Listed records START

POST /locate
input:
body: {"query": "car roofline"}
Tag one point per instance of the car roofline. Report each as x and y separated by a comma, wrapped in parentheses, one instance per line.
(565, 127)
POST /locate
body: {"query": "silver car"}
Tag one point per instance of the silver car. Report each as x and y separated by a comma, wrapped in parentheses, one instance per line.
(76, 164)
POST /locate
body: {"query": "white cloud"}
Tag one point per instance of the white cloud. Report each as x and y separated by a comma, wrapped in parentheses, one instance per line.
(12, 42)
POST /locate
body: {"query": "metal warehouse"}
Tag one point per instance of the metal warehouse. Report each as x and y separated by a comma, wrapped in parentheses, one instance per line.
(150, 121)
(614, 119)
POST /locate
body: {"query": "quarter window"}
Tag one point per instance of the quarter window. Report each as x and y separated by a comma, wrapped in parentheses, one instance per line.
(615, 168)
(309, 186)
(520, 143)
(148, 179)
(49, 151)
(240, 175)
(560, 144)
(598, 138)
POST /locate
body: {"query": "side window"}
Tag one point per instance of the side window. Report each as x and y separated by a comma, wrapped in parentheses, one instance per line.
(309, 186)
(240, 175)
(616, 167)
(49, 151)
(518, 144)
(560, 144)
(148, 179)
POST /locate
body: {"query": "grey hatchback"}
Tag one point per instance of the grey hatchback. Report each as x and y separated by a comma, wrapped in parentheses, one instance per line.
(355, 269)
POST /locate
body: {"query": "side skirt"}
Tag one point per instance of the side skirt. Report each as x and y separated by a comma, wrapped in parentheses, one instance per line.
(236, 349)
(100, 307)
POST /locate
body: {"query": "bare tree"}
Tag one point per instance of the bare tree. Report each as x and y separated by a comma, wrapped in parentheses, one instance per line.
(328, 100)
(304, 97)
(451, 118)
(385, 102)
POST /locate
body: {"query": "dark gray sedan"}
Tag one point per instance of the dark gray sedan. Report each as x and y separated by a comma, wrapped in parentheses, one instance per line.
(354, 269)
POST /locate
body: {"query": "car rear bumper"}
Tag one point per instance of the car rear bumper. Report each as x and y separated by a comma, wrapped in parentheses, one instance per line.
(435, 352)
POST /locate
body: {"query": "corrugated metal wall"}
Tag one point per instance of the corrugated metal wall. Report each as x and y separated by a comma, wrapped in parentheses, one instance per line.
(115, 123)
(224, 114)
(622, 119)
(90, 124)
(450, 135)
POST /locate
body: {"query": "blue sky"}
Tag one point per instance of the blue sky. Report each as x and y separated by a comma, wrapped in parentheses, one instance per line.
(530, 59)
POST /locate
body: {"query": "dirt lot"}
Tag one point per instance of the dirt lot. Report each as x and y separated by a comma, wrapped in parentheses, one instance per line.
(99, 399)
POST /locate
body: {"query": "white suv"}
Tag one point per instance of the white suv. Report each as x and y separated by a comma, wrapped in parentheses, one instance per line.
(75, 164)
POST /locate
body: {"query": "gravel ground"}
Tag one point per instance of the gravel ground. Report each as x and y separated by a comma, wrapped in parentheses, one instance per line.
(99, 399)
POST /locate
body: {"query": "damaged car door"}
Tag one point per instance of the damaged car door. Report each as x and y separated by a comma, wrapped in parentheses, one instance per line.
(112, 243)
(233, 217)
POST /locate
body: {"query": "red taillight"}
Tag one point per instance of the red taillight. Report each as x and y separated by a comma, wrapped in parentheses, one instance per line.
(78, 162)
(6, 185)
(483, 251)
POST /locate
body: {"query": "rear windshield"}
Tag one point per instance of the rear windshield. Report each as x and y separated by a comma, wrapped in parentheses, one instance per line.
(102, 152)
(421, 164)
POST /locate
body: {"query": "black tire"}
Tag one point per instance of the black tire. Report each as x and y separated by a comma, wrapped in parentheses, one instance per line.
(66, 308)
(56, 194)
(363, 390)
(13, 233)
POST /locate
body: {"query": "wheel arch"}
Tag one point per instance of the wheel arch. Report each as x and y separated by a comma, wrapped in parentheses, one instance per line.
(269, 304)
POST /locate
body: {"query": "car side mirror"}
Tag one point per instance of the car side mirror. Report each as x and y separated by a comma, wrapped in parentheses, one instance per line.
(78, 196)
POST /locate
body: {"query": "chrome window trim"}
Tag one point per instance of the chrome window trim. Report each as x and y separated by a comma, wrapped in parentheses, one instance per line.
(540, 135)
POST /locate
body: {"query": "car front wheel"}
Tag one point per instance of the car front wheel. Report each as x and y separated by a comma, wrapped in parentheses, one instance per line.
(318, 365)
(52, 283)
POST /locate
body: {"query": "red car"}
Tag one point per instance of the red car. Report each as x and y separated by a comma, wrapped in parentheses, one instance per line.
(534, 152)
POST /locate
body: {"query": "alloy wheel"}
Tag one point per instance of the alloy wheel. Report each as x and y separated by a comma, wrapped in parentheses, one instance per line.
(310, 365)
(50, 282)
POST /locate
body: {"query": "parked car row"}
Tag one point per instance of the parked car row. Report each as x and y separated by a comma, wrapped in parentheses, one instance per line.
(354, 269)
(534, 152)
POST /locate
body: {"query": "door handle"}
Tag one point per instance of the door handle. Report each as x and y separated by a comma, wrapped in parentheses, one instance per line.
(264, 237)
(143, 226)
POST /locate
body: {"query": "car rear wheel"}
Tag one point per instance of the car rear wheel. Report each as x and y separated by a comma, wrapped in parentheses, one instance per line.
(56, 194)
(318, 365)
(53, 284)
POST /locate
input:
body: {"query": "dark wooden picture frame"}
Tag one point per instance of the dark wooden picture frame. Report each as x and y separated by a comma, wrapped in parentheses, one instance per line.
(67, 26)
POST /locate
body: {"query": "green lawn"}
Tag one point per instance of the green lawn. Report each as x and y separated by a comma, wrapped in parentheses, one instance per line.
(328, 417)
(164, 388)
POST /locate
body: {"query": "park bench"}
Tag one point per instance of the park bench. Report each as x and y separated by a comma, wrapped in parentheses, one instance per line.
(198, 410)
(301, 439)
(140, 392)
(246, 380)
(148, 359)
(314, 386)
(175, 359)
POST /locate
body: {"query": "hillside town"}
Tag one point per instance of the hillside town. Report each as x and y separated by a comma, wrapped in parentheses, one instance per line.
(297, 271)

Listed records END

=== Task description ===
Going from the line that contains "Tag one point per instance of the hillside" to the last line of the records, reproduce every line as written.

=== Your solution ===
Tag one point per instance of the hillside town. Report each as x and y separated by a comma, wrapped in parentheses, one instance per line.
(297, 271)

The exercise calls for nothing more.